The why here is about why I am choosing to write about this topic. While I feel like this topic has already been pretty well explored. I also feel like many people could benefit from re-exploring how technology has impacted the face of medicine. I hope to give the reader an appreciation for how things have been accelerated and to provide them with hope if needed.
This article will adhere to the following format
- Increased Outreach / Communication
- 3D Printing
- Big Data
As we all could've all guessed, by how long we've had to wait to see a doctor, they are very busy people. With that being said before technology really came into play in the medical field it was difficult for doctors to easily reach patients and vice versa. Now through the power of the internet and web applications, technologies focused on improving the link in between patients and doctors have emerged.
In the past one might have had to wait for a letter to come in the mail or a phone call discussing results of tests. With mail the issue is that you have to wait a couple days for it to arrive and with a phone call you can only go into so much detail.
Now, apps like Medici and SoundCare have removed these barriers and improved the overall communication in between patients and doctors. These apps have allowed secure messaging, appointment requests, lab result sharing, documenting personal information, and even voice communication. This has allowed patients to ask health related questions easily and has let doctors answer those questions in less time than before.
Besides of the convenience of being able to reach your doctor via an app technology has also increased outreach and communication within the medical community as well.
Let's play a bit of pretend. You are now a doctor (hooray), and a patient has come in with an issue you just can't seem to diagnose. In the past a doctor may have continued to struggle with diagnosis or just sent the patient home without one. Now, you as a doctor can use medical reference apps such as Epocrates and Medscape to assist with diagnosis. If that also doesn't help you can reach out to a vast community of doctors from all over the world via a forum, blog, or email. Someone somewhere has probably seen something similar and with technology the distance from you and that someone is no longer an issue.

**EXTRACTED RECORDS:**
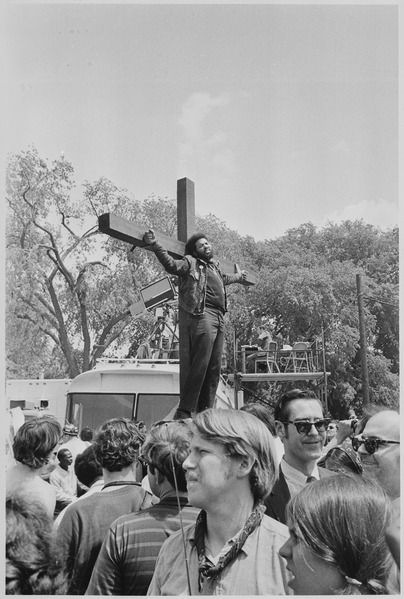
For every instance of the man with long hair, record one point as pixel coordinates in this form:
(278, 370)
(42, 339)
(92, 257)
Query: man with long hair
(202, 296)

**QUESTIONS ON THE MATERIAL:**
a) Name every app that the article on technology in medicine mentions by name.
b) From the article on technology in medicine, write out the passage starting with "Besides of the" and going on through "community as well.".

**ANSWERS GIVEN:**
a) Medici, SoundCare, Epocrates, Medscape

b)
Besides of the convenience of being able to reach your doctor via an app technology has also increased outreach and communication within the medical community as well.